Reproduce the section of the smoked pork loin thread between "took some apples" and "(Oct 1, 2007)", inclusive.

> Provided passage
_ _ _ _ _

# smoked pork loin



## Packfish (Oct 30, 2007)

Did one this weekend.
took some apples and chopped them up - put them in a large baggie and poured in some raspberry chipotle sauce and a little Kolstika ( a Wyoming Liquor) then put that in the microwave for a minute- then squished in around. Took the pork loin and ran a long fillet knife dead center length wise thru the middle twice in an X fashion. Stuffed the pork loin with the mix. Then put rub over the entire loin- smoked for 3 hours- then pulled it out and made a tin foil packet- put each loin in one- put the rest of the apple mixture and put back in the smoker -about every 20 minutes for an hour I basted them with the chipotle sauce. At about 150 internal degrees I pulled them - sealed the foil and put them in a small cooler for an hour- Incredibly good.


----------



## FULLHOUSE (Oct 1, 2007)

Sounds real tasty. No pictures?


----------



## elkmule123 (Aug 14, 2013)

Packfish said:


> At about 150 internal degrees I pulled them - sealed the foil and put them in a small cooler for an hour- Incredibly good.


That had to have taken some will power to wait that long before enjoying it. :biggrin1:


----------



## Packfish (Oct 30, 2007)

FULLHOUSE said:


> Sounds real tasty. No pictures?


 no pictures- maybe this weekend- found some raspberry jalapeno and peach habanero chipotle sauces I would like to mess with- I am certainly going to start making my own sauces from the garden this coming season


----------

_ _ _ _ _

> Raw data

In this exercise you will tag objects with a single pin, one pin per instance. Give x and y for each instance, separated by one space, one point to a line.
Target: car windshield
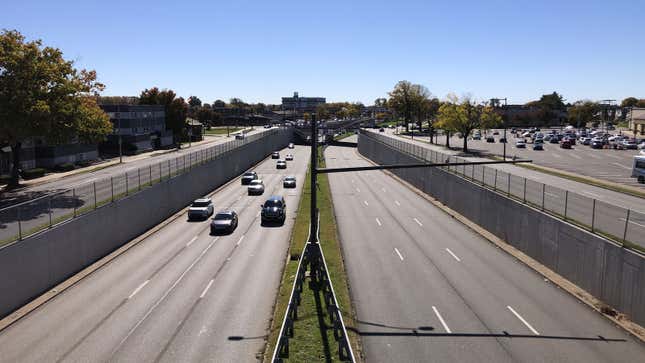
223 216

_ _ _ _ _

> The completed task
took some apples and chopped them up - put them in a large baggie and poured in some raspberry chipotle sauce and a little Kolstika ( a Wyoming Liquor) then put that in the microwave for a minute- then squished in around. Took the pork loin and ran a long fillet knife dead center length wise thru the middle twice in an X fashion. Stuffed the pork loin with the mix. Then put rub over the entire loin- smoked for 3 hours- then pulled it out and made a tin foil packet- put each loin in one- put the rest of the apple mixture and put back in the smoker -about every 20 minutes for an hour I basted them with the chipotle sauce. At about 150 internal degrees I pulled them - sealed the foil and put them in a small cooler for an hour- Incredibly good.


----------



## FULLHOUSE (Oct 1, 2007)